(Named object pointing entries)
┌──

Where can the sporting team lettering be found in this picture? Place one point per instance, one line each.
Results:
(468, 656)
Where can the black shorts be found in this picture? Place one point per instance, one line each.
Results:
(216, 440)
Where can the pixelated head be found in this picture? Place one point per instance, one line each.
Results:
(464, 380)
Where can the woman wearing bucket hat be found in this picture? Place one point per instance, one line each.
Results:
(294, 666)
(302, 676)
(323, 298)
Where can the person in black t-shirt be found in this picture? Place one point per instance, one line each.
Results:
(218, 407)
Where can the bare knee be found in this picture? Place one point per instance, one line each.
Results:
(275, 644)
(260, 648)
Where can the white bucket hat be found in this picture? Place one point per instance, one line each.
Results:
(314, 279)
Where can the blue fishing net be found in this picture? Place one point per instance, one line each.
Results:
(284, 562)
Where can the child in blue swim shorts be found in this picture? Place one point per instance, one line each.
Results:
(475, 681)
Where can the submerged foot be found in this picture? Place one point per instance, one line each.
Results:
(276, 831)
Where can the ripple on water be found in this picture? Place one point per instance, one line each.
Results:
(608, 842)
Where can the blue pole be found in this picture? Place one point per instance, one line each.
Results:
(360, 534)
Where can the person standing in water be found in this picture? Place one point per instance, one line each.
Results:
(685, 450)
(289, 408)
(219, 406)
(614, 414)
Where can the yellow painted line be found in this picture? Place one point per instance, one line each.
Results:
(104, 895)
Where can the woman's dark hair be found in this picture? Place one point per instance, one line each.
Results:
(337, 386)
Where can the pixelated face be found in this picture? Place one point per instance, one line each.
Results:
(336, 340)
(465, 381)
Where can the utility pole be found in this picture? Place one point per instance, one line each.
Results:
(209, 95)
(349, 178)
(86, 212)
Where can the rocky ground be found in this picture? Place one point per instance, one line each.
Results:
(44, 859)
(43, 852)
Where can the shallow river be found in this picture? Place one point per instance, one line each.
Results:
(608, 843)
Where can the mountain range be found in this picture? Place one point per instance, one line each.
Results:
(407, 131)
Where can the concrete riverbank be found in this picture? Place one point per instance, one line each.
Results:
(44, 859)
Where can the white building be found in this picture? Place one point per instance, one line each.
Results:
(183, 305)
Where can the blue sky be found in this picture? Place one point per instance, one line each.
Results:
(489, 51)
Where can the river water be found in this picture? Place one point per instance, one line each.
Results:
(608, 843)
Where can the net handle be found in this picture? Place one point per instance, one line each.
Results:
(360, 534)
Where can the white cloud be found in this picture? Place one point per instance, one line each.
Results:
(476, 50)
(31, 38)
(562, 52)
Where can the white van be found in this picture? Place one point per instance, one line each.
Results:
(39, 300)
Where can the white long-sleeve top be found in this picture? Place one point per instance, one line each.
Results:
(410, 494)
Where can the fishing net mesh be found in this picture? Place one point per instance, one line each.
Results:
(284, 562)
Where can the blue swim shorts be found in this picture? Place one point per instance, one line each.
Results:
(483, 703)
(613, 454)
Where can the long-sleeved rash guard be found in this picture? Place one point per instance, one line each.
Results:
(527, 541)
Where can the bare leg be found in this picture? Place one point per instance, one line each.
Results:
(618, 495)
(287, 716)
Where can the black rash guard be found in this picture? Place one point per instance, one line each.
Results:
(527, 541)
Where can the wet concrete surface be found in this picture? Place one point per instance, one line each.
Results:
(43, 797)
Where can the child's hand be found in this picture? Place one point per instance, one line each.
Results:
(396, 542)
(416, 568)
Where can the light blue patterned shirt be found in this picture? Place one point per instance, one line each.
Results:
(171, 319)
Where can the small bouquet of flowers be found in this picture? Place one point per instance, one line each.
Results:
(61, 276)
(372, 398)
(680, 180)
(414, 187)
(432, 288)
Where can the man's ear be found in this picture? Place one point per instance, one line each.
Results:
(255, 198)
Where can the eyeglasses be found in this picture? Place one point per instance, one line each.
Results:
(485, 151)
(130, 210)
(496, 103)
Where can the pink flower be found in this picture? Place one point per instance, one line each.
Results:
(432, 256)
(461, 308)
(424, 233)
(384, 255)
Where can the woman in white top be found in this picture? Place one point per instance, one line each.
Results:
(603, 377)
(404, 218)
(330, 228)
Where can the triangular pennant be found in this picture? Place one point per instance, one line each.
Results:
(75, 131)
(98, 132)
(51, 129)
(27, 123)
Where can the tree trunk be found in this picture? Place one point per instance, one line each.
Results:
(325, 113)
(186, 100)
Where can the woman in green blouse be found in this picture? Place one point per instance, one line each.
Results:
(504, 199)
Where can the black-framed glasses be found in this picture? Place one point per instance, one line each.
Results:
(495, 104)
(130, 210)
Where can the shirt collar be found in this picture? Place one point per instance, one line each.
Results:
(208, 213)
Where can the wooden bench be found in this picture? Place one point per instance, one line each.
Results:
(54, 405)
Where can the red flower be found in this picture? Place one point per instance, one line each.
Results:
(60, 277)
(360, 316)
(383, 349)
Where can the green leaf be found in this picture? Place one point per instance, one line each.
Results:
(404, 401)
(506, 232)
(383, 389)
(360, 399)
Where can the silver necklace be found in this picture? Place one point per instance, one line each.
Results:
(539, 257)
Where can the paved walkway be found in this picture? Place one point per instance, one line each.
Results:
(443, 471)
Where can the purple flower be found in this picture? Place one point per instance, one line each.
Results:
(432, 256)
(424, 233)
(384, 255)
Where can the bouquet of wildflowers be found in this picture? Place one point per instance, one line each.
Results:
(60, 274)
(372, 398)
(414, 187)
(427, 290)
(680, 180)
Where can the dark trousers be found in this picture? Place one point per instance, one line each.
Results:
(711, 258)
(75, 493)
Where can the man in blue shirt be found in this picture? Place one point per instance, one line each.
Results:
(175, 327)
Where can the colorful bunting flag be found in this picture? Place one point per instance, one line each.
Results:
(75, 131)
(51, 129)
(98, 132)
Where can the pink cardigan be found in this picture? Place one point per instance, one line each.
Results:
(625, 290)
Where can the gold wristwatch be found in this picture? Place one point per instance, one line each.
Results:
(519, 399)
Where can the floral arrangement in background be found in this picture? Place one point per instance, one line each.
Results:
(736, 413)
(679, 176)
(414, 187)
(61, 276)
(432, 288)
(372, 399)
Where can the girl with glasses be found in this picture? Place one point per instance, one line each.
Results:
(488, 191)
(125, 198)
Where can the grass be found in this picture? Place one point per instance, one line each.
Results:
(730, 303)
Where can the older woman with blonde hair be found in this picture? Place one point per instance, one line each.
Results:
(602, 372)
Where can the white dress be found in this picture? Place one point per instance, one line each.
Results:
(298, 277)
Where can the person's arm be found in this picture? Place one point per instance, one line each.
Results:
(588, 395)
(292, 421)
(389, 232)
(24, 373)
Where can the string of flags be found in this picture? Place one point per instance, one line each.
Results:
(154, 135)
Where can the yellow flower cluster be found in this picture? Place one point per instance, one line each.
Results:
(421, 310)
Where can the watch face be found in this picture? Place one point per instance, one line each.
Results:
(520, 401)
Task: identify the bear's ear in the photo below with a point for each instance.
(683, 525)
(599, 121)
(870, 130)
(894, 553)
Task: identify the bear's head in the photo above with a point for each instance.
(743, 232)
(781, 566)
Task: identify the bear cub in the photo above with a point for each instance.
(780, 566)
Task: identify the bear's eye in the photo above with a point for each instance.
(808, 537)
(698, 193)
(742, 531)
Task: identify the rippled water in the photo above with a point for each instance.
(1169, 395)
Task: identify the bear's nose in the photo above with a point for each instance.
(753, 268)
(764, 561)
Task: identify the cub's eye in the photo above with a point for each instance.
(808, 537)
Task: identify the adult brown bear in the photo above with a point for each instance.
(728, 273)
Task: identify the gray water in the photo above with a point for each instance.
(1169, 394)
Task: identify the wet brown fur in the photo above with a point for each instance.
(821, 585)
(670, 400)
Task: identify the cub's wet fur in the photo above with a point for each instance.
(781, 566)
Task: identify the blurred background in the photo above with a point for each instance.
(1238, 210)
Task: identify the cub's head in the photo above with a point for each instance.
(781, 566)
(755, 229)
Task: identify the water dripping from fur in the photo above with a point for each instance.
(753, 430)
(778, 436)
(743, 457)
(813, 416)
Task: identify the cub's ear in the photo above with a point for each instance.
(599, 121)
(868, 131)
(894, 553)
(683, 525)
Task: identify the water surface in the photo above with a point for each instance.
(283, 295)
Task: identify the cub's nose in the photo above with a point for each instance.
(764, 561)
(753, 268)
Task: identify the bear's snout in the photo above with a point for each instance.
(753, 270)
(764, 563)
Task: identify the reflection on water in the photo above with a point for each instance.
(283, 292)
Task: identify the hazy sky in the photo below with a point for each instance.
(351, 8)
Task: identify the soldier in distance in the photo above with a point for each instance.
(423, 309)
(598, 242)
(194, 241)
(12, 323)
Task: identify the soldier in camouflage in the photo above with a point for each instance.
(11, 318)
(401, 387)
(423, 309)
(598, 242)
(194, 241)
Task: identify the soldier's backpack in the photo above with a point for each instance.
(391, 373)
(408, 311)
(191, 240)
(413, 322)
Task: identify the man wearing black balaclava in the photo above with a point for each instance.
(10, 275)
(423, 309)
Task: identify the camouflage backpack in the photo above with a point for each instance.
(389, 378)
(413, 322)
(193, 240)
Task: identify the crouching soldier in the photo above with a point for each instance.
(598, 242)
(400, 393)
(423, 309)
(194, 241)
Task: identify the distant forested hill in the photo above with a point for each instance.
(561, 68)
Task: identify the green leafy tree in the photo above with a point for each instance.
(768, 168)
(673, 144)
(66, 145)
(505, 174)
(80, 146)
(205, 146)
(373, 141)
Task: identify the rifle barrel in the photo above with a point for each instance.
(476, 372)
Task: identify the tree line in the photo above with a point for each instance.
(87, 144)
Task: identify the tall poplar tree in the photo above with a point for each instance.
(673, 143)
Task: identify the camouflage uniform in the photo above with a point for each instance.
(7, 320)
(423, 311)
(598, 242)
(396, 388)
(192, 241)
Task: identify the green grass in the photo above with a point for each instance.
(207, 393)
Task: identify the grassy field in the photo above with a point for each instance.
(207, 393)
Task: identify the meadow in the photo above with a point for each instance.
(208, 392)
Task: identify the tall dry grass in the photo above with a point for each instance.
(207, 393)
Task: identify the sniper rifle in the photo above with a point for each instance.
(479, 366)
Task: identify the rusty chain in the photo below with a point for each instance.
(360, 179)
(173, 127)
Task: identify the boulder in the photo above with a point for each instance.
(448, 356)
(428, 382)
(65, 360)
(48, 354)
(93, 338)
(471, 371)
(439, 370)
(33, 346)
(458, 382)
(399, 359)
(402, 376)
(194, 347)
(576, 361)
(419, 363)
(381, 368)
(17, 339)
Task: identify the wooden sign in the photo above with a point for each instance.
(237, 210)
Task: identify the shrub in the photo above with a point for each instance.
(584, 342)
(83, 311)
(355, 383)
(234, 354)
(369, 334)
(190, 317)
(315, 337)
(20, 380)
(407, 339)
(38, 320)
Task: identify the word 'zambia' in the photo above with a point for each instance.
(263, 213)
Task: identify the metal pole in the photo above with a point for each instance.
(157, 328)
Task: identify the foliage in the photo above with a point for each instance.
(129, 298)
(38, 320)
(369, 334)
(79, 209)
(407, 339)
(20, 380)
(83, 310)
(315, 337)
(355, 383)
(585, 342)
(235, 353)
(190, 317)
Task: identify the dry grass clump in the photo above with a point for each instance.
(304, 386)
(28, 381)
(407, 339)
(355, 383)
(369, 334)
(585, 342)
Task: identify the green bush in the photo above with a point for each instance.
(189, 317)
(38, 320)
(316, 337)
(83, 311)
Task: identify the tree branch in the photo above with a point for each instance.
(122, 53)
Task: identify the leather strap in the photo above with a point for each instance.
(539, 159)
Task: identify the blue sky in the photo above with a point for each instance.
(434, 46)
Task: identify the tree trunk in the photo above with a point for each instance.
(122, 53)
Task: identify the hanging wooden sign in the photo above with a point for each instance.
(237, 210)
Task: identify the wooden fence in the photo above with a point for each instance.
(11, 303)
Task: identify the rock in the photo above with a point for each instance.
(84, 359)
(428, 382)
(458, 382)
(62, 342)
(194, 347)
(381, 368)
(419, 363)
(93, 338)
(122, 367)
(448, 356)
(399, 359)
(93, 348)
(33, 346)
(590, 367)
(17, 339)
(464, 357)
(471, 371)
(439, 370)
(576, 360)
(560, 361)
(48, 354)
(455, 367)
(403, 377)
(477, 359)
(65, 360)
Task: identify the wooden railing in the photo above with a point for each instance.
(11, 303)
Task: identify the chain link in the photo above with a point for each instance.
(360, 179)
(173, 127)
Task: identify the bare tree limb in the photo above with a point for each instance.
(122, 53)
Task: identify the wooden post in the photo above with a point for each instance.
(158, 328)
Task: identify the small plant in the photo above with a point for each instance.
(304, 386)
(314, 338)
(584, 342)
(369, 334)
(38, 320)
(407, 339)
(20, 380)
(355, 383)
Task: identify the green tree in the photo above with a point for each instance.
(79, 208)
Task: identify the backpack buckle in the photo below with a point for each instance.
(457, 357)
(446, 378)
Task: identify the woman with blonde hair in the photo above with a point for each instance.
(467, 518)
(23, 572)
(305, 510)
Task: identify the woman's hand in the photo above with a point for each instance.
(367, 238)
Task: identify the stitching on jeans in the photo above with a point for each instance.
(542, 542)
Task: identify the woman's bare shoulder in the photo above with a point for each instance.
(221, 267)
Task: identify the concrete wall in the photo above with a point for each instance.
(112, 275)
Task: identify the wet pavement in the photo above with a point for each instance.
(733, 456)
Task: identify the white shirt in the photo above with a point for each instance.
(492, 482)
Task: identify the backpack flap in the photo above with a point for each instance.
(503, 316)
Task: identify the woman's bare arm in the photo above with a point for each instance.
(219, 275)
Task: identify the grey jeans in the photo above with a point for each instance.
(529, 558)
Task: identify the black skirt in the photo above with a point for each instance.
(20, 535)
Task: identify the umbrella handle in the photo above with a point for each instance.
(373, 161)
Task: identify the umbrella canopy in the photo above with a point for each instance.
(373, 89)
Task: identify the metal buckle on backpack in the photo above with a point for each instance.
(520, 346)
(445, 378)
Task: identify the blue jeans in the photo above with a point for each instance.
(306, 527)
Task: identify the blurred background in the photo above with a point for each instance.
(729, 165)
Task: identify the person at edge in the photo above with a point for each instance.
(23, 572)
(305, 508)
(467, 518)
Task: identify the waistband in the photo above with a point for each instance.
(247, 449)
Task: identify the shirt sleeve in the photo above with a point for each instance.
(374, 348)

└──

Through the last line of the entries above, beginning at the line containing "Task: identify the green tree", transcribe each line exactly, both ends included and nothing more.

Task: identify the green tree in the photo above with a point for each instance.
(79, 208)
Task: identify the backpack buckle in the photo below with a point for each instance.
(457, 357)
(446, 378)
Task: identify the woman with blonde hair in the photo above with a point for each instance.
(467, 518)
(23, 572)
(305, 510)
Task: identify the woman's hand in the photo above with a point for each instance.
(367, 238)
Task: identify the stitching on jeans in the photo above with a point for each instance.
(542, 542)
Task: identify the woman's bare shoulder in the photo above with a point for each instance.
(221, 267)
Task: identify the concrete wall in the photo above with a point for each instance.
(112, 275)
Task: identify the wet pavement in the photo above with a point for each instance.
(733, 456)
Task: identify the white shirt in the photo above with a point for each instance.
(492, 482)
Task: identify the backpack flap in the photo above with a point for each instance.
(503, 316)
Task: identify the woman's bare arm in the photo above with a point for each instance.
(219, 275)
Task: identify the grey jeans in the photo above with a point for each instance.
(529, 558)
Task: identify the black skirt in the photo above with a point for each instance.
(20, 535)
Task: identify the umbrella handle in the photo above with a point for each instance.
(373, 161)
Task: identify the umbrella canopy in the photo above with a point for each instance.
(373, 89)
Task: identify the metal buckle on backpack in the photo above with a point for each instance.
(520, 346)
(445, 378)
Task: identify the blue jeans in the photo above with a point for each instance.
(306, 527)
Task: identify the blurred background in the photo above with a point for each instance.
(729, 165)
Task: identify the person at edge in the photo above with a point for each instance.
(23, 572)
(305, 508)
(467, 518)
Task: identify the waistband in the photo above with a point for each instance.
(247, 449)
Task: identify the shirt sleeve in the photo above with a point for each instance.
(374, 348)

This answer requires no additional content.